■ WORK TO COMPLETE ■
Write each line exactly, from the line that holds "of the boulder." through the final line of the material, and no other line.

** Begin RECORDS **

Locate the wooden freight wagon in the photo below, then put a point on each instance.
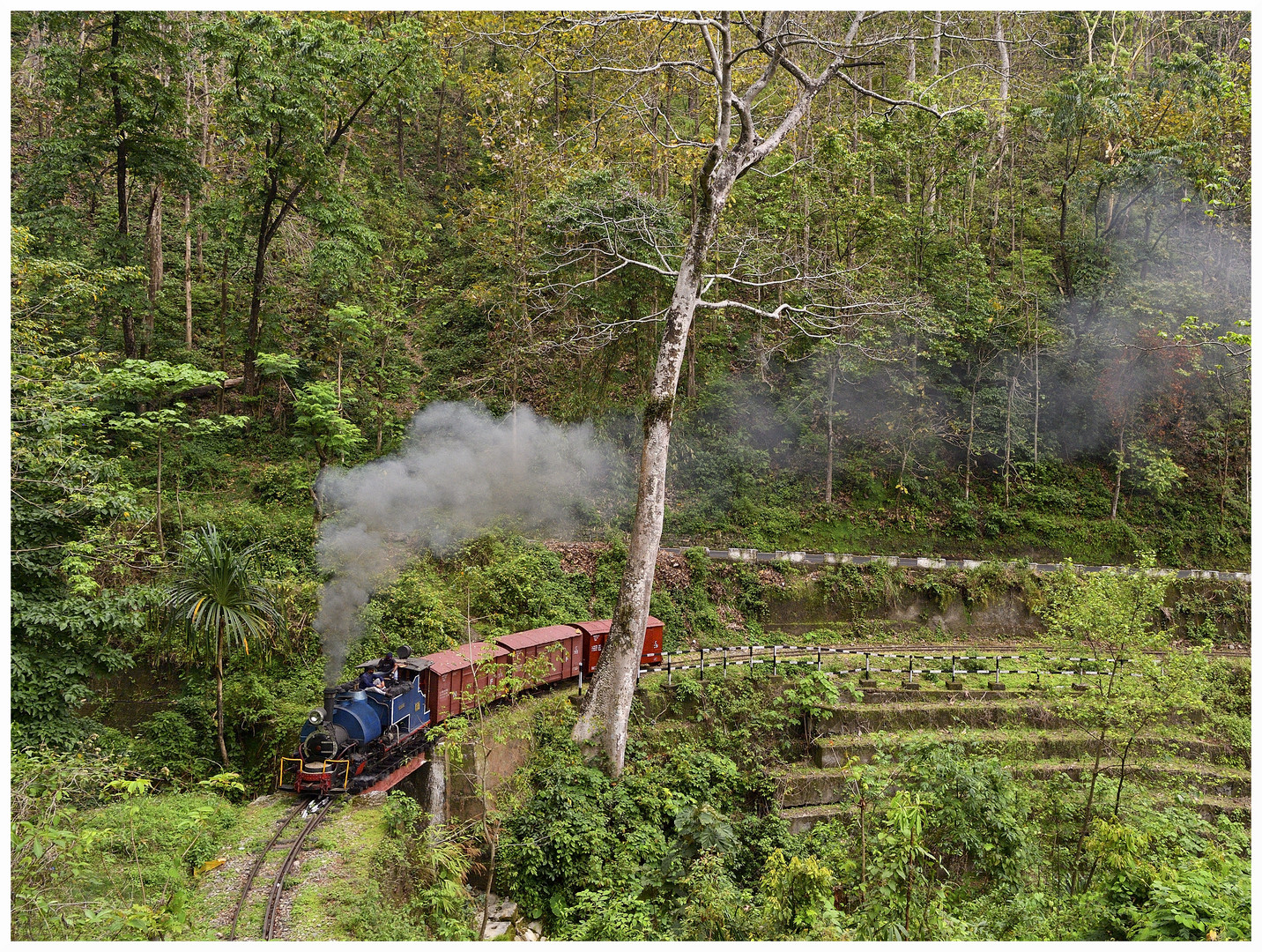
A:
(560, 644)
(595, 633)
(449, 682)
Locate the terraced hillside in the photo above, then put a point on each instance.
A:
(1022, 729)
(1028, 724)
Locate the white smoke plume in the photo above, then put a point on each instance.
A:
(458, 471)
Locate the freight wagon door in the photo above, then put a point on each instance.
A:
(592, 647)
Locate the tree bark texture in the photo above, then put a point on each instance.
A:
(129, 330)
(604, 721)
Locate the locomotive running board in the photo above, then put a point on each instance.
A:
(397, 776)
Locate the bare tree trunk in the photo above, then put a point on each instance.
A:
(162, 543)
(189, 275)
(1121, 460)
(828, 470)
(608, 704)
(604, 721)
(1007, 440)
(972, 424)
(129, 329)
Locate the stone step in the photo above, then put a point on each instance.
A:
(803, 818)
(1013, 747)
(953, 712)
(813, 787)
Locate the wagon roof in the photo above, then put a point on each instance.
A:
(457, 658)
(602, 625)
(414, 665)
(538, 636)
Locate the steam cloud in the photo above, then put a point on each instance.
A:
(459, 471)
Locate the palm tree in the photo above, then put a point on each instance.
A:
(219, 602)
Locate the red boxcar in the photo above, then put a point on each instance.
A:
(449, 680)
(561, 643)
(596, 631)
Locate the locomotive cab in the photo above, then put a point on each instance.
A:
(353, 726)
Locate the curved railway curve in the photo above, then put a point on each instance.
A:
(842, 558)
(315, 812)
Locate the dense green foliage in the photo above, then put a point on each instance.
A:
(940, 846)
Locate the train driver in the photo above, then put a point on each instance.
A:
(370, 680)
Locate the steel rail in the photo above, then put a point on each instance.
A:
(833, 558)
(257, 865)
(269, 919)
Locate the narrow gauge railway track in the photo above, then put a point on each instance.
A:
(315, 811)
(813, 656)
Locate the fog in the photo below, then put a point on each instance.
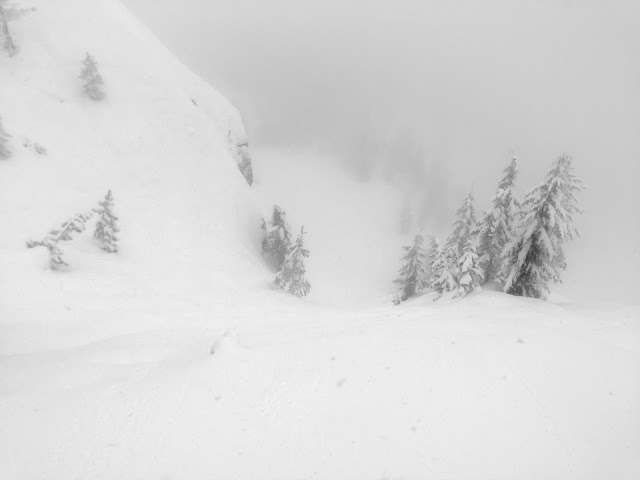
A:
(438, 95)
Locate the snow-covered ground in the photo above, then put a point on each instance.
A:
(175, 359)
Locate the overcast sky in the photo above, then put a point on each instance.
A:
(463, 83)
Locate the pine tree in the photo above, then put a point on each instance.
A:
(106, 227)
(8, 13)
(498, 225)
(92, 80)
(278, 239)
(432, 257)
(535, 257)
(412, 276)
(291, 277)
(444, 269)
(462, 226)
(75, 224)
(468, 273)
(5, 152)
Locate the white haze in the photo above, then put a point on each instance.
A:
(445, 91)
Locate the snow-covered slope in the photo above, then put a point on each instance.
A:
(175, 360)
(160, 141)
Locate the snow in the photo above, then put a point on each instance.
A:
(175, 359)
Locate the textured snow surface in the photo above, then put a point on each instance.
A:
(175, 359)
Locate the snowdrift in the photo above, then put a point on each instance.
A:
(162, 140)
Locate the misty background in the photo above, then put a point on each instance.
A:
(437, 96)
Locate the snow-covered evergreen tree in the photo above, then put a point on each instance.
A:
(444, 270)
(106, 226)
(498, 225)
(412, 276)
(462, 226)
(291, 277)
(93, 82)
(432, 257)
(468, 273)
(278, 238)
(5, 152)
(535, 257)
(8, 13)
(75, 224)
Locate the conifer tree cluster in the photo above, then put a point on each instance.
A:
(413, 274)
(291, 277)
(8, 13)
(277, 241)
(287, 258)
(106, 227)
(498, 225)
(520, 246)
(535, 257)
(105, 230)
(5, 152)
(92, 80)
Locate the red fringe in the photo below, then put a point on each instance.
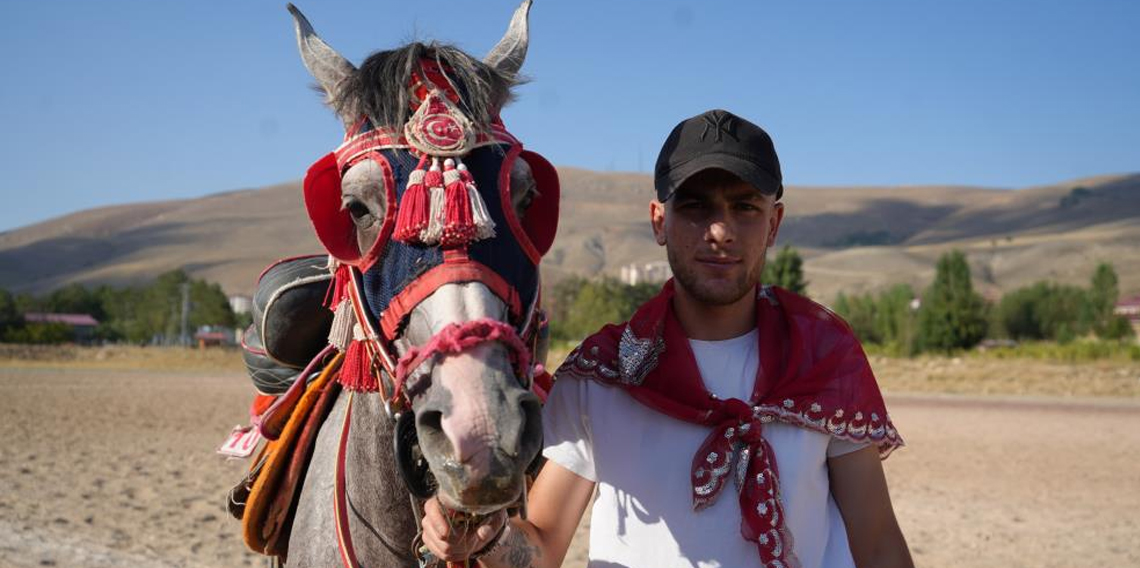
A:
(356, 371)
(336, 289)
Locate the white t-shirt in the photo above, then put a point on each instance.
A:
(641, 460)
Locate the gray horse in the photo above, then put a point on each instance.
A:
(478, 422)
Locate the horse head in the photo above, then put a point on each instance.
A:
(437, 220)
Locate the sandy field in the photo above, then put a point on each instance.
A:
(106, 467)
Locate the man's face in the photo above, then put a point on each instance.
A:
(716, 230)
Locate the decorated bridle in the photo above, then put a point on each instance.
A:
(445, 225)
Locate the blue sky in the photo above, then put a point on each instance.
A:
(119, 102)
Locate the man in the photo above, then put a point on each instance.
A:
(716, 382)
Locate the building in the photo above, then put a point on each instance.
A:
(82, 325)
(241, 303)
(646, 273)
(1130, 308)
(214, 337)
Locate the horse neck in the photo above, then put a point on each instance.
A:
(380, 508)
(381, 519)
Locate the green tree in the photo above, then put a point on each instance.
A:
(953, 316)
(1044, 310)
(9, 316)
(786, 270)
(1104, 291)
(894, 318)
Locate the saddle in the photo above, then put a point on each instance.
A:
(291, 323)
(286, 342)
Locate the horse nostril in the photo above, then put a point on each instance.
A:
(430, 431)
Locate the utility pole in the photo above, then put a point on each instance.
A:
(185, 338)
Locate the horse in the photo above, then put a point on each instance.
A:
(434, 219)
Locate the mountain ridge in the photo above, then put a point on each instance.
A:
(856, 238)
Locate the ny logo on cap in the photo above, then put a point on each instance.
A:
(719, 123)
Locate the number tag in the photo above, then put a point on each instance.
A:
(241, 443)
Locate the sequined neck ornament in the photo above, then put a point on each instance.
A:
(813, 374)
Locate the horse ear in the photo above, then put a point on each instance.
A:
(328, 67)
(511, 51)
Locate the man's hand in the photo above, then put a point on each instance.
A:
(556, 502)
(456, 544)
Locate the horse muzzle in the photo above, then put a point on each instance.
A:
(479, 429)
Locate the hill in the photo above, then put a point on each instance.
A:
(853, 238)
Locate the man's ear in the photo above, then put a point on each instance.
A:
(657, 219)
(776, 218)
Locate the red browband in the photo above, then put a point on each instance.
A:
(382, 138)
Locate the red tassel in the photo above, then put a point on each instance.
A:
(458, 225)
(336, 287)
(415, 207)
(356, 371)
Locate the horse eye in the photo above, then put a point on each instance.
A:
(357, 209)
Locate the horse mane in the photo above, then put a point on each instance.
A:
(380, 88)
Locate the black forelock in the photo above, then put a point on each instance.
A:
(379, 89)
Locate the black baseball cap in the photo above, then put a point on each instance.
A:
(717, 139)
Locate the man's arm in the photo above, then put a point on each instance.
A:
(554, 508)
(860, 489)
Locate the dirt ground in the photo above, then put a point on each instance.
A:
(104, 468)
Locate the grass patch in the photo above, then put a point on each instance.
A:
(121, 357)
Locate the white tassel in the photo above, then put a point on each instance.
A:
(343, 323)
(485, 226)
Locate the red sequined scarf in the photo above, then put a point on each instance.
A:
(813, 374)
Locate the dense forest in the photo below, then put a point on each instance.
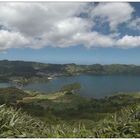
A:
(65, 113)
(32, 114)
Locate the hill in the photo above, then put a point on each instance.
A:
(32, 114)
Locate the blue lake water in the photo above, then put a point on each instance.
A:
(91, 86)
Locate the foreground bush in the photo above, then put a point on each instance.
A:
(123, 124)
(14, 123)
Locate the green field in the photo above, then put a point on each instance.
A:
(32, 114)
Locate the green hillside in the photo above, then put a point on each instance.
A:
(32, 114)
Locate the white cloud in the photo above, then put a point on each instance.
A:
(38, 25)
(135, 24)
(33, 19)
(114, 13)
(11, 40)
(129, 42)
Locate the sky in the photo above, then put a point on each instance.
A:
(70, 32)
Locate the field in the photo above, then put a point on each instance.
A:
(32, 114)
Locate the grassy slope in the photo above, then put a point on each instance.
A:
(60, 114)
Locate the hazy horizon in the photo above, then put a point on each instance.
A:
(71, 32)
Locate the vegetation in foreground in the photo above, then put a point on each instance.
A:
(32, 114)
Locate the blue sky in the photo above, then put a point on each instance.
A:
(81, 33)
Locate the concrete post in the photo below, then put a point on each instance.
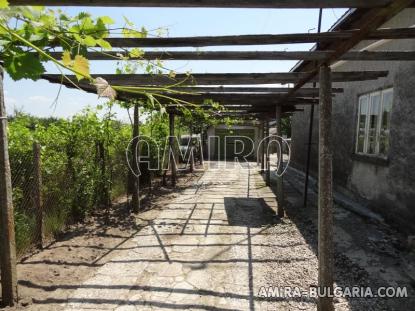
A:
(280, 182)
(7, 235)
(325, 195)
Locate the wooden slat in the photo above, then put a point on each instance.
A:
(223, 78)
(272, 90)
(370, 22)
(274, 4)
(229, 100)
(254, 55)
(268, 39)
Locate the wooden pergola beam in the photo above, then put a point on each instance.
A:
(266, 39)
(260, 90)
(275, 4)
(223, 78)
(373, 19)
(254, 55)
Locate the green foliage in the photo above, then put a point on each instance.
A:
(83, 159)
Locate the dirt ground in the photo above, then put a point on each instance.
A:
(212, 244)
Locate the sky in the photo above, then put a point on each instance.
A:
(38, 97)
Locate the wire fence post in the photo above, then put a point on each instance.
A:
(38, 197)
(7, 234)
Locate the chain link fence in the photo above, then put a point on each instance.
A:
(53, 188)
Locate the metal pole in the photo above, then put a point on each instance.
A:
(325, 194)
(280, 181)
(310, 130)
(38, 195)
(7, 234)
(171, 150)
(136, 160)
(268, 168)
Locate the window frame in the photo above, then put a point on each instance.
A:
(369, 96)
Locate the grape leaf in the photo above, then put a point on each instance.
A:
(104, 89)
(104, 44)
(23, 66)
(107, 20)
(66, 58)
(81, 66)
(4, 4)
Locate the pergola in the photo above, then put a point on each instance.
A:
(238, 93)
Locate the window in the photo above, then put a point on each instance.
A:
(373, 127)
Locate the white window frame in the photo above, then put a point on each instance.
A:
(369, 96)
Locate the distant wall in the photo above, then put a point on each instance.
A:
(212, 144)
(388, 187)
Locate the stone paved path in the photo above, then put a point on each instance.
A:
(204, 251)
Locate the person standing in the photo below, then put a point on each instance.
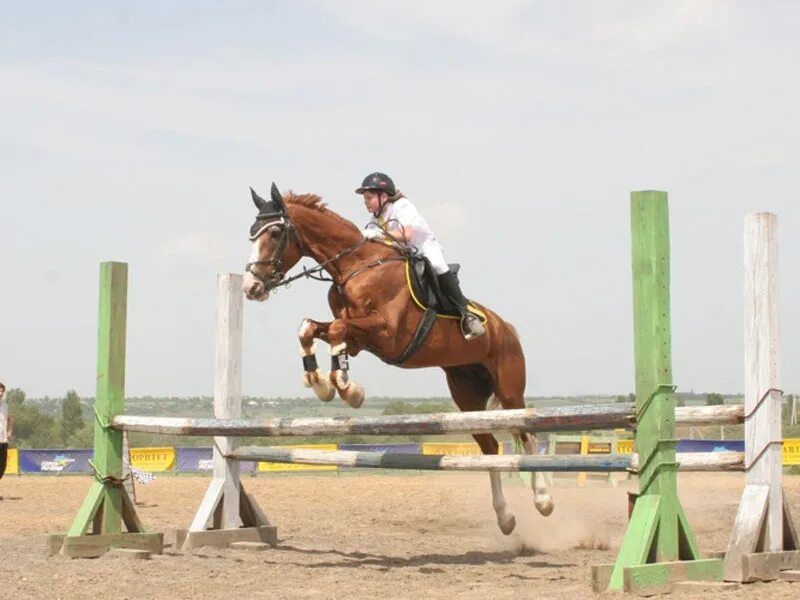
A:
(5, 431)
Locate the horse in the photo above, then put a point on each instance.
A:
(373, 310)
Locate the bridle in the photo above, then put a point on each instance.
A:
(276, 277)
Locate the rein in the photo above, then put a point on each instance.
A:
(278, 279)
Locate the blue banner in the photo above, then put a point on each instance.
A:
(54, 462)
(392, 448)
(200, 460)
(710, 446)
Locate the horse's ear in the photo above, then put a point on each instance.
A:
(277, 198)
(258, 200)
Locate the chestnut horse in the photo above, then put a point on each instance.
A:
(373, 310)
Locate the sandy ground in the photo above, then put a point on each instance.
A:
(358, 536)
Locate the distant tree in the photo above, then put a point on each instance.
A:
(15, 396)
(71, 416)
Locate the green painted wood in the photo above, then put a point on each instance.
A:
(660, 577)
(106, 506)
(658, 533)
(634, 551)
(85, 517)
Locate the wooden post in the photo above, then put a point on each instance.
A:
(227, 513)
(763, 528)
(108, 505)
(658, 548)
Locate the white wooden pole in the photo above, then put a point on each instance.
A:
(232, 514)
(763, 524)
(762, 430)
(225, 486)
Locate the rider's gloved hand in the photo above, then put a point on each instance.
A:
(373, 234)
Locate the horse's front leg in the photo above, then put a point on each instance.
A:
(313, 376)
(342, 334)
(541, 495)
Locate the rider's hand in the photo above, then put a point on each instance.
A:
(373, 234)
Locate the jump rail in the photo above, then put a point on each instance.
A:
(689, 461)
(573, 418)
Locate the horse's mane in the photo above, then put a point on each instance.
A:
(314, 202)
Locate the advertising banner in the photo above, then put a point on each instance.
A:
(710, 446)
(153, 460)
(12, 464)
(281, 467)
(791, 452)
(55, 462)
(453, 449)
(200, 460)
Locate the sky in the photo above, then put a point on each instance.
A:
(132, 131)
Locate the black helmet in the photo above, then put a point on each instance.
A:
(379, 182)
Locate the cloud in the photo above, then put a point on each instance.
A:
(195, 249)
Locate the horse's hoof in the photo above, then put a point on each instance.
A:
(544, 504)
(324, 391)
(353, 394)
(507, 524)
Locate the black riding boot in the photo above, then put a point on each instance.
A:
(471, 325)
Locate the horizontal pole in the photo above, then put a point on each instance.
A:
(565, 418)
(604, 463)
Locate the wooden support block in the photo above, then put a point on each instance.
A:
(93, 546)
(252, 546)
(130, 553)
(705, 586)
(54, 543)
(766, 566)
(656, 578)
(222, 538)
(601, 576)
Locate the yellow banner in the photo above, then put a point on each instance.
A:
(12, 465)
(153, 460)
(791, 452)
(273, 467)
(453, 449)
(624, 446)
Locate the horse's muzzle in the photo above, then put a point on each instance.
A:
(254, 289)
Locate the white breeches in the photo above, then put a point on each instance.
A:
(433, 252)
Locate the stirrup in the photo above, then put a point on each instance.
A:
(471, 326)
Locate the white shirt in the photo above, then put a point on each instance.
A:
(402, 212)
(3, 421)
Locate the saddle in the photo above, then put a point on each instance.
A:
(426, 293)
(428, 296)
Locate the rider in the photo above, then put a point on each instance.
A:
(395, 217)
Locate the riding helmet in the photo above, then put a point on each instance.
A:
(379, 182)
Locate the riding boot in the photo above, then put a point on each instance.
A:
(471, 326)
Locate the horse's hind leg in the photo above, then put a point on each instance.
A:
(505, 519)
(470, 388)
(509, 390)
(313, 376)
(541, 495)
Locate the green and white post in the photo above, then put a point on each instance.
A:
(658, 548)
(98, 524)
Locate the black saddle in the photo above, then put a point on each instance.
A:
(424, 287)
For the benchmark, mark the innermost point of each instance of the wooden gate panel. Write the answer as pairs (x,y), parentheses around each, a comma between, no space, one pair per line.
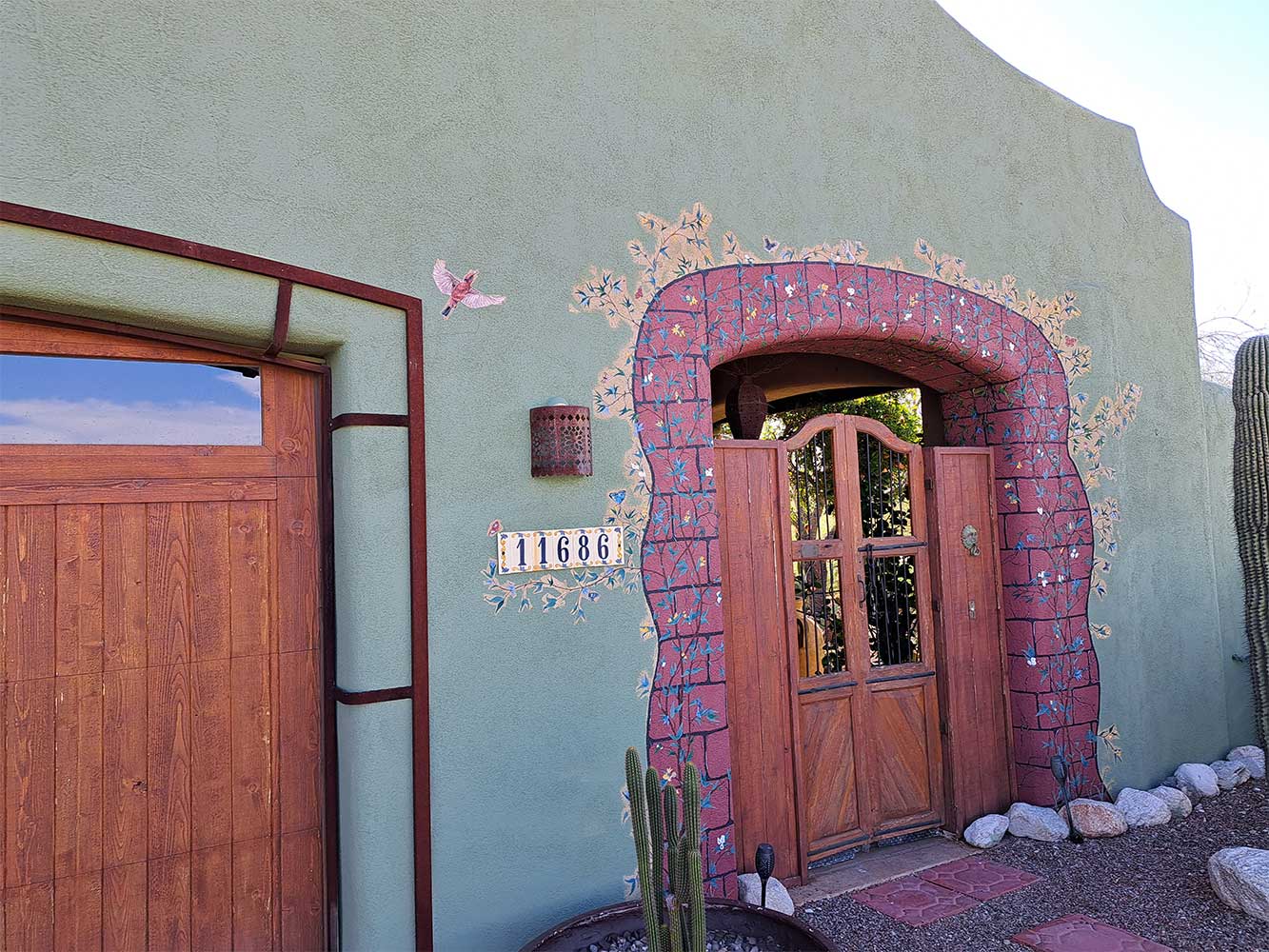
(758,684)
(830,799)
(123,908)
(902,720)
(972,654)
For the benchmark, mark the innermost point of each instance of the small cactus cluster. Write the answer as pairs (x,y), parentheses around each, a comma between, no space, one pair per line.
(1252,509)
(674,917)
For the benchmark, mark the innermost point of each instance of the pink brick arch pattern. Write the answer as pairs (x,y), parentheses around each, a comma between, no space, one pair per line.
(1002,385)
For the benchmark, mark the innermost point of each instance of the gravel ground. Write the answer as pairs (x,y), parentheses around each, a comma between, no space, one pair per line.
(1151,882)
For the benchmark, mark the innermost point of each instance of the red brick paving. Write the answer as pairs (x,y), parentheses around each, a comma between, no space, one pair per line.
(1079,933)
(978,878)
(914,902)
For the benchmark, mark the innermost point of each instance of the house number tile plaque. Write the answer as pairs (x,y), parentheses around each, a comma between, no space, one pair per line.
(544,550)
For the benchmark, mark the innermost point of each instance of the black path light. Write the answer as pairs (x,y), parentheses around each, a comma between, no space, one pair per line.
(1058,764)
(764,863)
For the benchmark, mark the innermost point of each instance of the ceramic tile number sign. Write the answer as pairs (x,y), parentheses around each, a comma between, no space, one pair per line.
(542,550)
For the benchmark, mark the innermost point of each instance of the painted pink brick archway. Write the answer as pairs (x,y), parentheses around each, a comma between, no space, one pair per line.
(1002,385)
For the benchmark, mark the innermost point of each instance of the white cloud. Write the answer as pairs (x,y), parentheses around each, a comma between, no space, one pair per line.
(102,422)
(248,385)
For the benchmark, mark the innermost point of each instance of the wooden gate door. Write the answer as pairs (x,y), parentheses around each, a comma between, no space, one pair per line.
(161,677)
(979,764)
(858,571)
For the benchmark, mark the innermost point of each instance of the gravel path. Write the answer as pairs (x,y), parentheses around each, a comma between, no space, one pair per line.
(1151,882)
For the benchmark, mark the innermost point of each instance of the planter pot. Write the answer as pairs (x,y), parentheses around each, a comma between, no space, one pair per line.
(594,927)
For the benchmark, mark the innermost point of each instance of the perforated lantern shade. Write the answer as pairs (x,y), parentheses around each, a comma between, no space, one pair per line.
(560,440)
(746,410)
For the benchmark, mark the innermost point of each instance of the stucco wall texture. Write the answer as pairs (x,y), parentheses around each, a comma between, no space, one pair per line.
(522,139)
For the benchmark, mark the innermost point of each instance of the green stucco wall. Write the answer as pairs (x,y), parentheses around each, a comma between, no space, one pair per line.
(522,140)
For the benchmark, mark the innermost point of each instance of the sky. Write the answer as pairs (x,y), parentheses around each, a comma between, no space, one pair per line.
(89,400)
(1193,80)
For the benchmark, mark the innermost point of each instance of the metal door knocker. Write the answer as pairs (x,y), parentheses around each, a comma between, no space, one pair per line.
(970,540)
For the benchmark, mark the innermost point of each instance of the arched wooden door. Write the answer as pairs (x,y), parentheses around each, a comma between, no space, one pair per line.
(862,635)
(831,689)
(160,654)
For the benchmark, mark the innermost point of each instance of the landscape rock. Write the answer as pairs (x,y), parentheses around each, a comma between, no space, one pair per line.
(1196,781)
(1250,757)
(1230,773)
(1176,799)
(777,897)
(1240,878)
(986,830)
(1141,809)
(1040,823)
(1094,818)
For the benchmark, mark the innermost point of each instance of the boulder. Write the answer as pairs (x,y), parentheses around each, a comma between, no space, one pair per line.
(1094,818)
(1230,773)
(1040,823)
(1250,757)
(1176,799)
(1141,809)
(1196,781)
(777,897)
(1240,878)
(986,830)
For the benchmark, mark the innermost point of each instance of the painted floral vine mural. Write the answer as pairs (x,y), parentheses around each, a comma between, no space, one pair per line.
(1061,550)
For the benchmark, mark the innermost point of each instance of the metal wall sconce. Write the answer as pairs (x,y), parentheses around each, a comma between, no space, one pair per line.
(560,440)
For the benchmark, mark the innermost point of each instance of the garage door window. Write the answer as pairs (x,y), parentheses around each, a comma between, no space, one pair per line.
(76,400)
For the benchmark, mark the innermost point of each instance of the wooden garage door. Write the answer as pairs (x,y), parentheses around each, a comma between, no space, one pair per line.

** End RECORDS **

■ SOLUTION ■
For the benchmark, mark the innermost point of each instance of the boulder. Write the answer as pairs (x,y), parentheses around each, a comma between, no space, one pair per line.
(1094,818)
(1230,773)
(1040,823)
(1250,757)
(1176,799)
(1141,809)
(1196,781)
(777,897)
(1240,878)
(986,830)
For the benchmark, mark the innermost point of each instance of the painted floral vine mural. Write the answer as pairs (x,y), parentheses around each, a comma between, no space, one pair per line.
(1061,550)
For the benchmark, mark the innermost point of each instance of the metal wall sconce. Write the answer as pairs (x,y), parentheses around each, a comma between, no space, one pair per line.
(560,440)
For the benchmark, mark the innermost point of each instance of the garage door window. Write the answer as pairs (x,y), parentheses around each, a comma between, no space, one pair per line.
(76,400)
For the benchmark, mark the innermost point of each instance of the wooden garage door. Write the answer as pairs (x,y), parentheses around each, a comma between, no space, one pair per line.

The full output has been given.